The exercise – Copy every line of the data below verbatim, changing nothing.

--- Start Supplied material ---

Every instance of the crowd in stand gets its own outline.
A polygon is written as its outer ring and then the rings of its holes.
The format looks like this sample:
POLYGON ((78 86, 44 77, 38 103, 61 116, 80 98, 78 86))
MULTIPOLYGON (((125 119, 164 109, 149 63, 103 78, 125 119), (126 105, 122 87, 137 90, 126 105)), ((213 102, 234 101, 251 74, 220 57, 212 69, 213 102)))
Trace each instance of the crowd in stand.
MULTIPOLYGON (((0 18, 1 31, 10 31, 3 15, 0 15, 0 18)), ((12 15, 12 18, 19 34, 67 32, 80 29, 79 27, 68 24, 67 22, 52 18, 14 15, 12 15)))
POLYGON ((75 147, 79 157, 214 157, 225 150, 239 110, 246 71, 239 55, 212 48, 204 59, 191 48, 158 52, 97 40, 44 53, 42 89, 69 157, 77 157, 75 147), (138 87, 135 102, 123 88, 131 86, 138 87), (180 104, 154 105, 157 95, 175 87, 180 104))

--- End Supplied material ---

Answer –
Every instance of the crowd in stand gets its own outline.
A polygon is written as its outer ring and then the rings of its holes.
The format looks like this sample:
POLYGON ((78 86, 44 77, 38 103, 61 116, 80 98, 78 86))
MULTIPOLYGON (((125 119, 164 109, 149 63, 103 78, 125 119), (126 105, 122 87, 137 90, 126 105)), ((213 102, 234 101, 251 74, 220 57, 212 69, 213 102)))
Trace each instance of the crowd in stand.
MULTIPOLYGON (((0 18, 1 31, 10 31, 3 15, 0 15, 0 18)), ((12 15, 12 18, 19 34, 67 32, 80 29, 79 27, 68 24, 67 22, 52 18, 14 15, 12 15)))
POLYGON ((75 147, 79 157, 214 157, 225 150, 239 110, 246 71, 239 55, 212 48, 204 59, 191 48, 158 52, 97 40, 44 53, 42 89, 69 157, 77 157, 75 147), (138 87, 135 102, 123 88, 131 86, 138 87), (180 104, 154 105, 157 95, 175 87, 180 104))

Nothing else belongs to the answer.